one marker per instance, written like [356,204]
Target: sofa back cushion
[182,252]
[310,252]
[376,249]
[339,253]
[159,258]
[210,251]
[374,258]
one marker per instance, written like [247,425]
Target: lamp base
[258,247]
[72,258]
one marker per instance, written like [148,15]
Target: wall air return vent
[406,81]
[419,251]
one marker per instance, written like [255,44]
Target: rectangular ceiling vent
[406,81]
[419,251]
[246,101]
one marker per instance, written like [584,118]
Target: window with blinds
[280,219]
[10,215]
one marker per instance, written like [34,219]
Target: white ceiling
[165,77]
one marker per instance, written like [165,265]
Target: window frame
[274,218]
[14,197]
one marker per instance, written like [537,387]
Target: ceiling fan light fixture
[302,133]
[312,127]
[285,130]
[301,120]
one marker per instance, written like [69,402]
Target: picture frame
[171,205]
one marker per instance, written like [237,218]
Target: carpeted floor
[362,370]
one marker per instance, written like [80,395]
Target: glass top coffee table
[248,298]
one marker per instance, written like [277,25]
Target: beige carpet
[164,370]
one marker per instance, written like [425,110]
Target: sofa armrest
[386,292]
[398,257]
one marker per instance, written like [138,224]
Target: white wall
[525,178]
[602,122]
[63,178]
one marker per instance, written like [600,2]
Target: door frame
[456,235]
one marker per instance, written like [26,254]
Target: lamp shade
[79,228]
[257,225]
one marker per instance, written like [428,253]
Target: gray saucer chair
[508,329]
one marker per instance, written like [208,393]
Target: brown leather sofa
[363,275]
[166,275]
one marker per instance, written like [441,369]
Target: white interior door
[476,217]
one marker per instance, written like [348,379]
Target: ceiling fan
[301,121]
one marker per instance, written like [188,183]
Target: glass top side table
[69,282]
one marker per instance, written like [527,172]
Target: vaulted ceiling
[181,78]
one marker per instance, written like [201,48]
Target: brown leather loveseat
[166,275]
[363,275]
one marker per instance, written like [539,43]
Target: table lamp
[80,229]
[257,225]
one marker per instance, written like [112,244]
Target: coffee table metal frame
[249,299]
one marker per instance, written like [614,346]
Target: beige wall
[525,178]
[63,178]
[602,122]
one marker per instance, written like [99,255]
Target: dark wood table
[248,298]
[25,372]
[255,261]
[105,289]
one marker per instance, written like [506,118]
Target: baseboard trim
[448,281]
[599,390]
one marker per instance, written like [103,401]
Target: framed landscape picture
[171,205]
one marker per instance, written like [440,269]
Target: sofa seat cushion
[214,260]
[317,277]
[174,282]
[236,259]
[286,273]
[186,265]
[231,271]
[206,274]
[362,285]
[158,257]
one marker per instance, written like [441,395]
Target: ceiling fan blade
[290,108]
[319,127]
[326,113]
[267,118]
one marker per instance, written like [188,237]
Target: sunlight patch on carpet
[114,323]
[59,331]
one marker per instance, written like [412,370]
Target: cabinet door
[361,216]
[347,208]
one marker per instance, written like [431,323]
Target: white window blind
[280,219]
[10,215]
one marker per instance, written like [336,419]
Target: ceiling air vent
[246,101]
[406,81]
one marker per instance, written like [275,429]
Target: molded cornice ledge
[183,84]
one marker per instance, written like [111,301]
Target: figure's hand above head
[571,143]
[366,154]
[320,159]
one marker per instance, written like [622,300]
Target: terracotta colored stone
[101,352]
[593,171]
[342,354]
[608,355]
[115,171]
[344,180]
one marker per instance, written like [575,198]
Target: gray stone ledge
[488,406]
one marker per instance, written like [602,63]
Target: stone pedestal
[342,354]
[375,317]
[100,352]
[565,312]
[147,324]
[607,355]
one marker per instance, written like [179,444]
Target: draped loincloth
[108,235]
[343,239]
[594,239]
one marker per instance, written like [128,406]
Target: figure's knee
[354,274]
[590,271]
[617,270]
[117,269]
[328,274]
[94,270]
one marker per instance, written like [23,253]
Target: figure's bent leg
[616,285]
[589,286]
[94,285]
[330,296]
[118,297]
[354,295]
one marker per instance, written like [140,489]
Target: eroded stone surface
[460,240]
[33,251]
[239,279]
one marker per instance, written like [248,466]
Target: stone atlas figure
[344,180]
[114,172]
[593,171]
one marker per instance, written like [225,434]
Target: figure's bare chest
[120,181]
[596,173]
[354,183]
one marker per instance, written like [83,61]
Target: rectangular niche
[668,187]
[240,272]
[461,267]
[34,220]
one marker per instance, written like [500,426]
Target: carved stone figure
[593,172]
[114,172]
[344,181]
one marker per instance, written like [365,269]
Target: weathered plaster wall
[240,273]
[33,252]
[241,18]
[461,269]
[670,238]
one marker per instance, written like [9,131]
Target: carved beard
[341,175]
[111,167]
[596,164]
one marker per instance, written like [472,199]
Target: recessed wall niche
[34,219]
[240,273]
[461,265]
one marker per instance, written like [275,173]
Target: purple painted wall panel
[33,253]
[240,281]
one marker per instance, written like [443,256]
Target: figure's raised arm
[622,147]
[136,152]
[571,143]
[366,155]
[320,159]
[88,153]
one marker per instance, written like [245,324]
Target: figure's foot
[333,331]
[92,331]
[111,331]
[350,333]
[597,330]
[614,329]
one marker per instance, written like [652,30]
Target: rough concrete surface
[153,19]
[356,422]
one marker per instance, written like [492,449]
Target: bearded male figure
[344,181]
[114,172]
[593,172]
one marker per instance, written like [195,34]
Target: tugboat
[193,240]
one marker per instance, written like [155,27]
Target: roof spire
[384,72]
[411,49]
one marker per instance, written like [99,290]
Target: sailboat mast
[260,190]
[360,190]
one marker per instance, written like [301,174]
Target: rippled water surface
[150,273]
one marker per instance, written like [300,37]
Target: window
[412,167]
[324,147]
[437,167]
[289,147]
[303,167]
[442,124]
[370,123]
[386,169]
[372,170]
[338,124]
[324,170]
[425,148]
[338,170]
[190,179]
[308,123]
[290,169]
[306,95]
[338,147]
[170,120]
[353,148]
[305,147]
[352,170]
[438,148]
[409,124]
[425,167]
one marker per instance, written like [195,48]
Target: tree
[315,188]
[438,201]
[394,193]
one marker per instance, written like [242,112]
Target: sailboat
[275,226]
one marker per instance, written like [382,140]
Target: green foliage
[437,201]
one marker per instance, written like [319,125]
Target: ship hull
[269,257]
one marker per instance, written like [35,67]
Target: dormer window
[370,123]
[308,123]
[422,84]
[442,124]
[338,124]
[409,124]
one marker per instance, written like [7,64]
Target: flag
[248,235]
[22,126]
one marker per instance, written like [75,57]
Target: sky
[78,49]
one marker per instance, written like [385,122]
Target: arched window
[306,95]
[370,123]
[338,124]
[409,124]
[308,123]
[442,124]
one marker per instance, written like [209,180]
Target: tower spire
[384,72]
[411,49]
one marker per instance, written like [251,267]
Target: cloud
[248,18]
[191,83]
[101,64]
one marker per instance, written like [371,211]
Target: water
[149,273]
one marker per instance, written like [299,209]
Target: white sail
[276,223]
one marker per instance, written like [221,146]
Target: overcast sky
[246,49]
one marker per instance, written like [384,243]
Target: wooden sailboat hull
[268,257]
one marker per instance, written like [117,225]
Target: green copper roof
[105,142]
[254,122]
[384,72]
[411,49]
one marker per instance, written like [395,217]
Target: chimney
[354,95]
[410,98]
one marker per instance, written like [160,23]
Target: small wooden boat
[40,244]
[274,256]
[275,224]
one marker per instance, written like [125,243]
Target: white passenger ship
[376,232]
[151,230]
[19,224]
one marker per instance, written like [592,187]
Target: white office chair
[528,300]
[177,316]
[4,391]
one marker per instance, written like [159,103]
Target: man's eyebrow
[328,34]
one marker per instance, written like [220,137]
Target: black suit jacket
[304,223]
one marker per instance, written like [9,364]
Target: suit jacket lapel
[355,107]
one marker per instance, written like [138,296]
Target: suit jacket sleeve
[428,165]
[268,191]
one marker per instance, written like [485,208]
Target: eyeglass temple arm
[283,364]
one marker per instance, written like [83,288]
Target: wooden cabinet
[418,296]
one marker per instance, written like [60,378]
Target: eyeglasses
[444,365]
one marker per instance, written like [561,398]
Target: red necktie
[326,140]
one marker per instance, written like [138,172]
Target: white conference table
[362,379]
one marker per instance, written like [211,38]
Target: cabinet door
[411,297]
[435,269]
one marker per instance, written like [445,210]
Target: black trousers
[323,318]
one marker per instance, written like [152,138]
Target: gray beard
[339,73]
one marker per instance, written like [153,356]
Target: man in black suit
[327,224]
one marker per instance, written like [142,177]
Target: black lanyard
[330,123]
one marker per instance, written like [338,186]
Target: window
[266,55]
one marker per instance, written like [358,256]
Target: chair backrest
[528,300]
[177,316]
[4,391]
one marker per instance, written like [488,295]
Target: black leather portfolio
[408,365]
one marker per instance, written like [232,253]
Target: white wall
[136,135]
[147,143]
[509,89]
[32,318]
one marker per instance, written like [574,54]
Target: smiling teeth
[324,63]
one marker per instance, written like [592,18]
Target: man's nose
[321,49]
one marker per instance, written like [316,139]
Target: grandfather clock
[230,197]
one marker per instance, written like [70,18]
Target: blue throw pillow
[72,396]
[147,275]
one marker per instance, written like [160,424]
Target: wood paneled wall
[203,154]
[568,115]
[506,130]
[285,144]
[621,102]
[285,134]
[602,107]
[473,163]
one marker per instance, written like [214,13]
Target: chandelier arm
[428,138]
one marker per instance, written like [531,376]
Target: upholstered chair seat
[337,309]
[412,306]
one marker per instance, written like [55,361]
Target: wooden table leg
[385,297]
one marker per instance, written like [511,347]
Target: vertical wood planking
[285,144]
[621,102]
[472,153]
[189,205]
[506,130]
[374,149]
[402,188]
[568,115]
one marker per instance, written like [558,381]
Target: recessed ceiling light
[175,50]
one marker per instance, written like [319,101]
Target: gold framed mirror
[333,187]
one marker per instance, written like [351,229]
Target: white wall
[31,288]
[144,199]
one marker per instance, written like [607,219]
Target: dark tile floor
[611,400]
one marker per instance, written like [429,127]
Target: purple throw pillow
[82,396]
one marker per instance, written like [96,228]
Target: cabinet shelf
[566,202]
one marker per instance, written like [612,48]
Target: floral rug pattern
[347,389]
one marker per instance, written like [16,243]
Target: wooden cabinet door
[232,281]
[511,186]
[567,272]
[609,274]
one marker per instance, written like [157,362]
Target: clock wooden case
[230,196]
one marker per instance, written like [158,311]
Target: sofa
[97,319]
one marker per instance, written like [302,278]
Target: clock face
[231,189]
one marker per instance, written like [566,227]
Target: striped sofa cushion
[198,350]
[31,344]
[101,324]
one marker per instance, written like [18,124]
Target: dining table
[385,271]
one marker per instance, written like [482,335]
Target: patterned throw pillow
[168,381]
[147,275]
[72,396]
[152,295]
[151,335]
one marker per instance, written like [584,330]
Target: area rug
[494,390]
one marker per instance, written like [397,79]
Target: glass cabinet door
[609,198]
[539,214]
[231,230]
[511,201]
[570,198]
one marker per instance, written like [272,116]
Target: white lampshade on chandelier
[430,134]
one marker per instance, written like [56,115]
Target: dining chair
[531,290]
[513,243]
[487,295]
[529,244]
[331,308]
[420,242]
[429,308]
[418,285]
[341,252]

◇ ◇ ◇ ◇ ◇ ◇ ◇

## WORK TO COMPLETE
From the records above, copy out the line with "one marker per instance, written like [9,131]", the line with "one marker per instance, written like [443,256]", and every line between them, word for word.

## OUTPUT OF THE TASK
one marker per instance, written like [9,131]
Target: carved beard
[341,175]
[111,167]
[596,164]
one marker per instance, written like [472,199]
Target: recessed wall niche
[34,219]
[240,273]
[461,265]
one marker per instance, written like [275,173]
Target: purple painted wall panel
[33,253]
[240,281]
one marker per instance, written like [443,256]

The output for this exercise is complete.